* What the exercise asks *
Write out all the data again, exactly as it stands.

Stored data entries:
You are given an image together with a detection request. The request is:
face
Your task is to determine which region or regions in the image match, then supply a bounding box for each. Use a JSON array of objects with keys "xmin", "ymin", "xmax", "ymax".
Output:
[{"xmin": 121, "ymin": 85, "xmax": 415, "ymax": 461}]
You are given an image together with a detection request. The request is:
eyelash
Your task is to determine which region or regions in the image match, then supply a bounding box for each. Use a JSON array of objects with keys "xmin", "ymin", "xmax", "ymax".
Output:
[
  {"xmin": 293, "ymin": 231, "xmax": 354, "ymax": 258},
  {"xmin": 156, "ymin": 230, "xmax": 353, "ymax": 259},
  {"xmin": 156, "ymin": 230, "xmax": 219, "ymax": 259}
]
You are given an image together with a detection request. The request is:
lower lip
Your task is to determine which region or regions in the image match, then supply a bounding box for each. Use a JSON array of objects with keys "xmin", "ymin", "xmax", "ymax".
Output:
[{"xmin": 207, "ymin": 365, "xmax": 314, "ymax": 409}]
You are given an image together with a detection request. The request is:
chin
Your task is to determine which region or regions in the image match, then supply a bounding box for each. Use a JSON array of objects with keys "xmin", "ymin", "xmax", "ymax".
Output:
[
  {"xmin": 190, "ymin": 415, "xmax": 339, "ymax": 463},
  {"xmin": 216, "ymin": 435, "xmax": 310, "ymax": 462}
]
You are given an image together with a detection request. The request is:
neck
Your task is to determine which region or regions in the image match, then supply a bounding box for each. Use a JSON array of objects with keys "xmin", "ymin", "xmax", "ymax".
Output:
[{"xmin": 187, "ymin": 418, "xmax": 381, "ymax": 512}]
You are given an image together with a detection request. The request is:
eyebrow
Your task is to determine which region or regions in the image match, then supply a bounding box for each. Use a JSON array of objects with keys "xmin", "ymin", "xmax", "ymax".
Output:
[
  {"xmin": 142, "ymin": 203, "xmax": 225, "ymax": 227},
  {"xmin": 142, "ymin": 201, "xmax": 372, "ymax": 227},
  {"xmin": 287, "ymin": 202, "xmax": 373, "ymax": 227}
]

* Answer to this problem *
You are given an image together with a detection request. The request is:
face
Your task is to determine which region or regions in the image match, then supply a bounding box for each. Use a JSON array of objects with keys "xmin", "ymin", "xmax", "ymax".
Output:
[{"xmin": 121, "ymin": 85, "xmax": 415, "ymax": 461}]
You are given an image together with a detection request. The request is:
eyelash
Your task is to determine which region or regions in the image match, then supply a bounding box for each. Use a JSON array of objects with keys "xmin", "ymin", "xmax", "ymax".
Output:
[
  {"xmin": 293, "ymin": 231, "xmax": 354, "ymax": 258},
  {"xmin": 156, "ymin": 230, "xmax": 353, "ymax": 259},
  {"xmin": 156, "ymin": 230, "xmax": 219, "ymax": 259}
]
You are given an image together with a detection request. The request is:
lower lip
Your task is to determine which region or regions in the image match, then supply a bounding box for each. Use a JSON array of objects with keys "xmin", "ymin", "xmax", "ymax".
Output:
[{"xmin": 207, "ymin": 365, "xmax": 314, "ymax": 409}]
You are given an image together with a detection request. The request is:
chin
Your task is to determine which region or regions in the image match, then supply a bounding box for each. Use a JSON array of objects with keys "xmin", "ymin", "xmax", "ymax".
Output:
[
  {"xmin": 190, "ymin": 415, "xmax": 339, "ymax": 463},
  {"xmin": 216, "ymin": 435, "xmax": 310, "ymax": 462}
]
You are given an image together with a detection request. The request is:
neck
Your task is to determine which region or regions in the image match, then supply a bounding box for each. Use a JSON array of objects with keys "xmin", "ymin", "xmax", "ymax".
Output:
[{"xmin": 187, "ymin": 418, "xmax": 381, "ymax": 512}]
You are given an image together with a detection request. The request is:
eyebrow
Your task is to determine which region or regions in the image match, then supply a bounding box for each. Use a JSON array of objects with keys "xmin", "ymin", "xmax", "ymax".
Output:
[
  {"xmin": 142, "ymin": 203, "xmax": 225, "ymax": 227},
  {"xmin": 142, "ymin": 201, "xmax": 372, "ymax": 227},
  {"xmin": 287, "ymin": 202, "xmax": 373, "ymax": 227}
]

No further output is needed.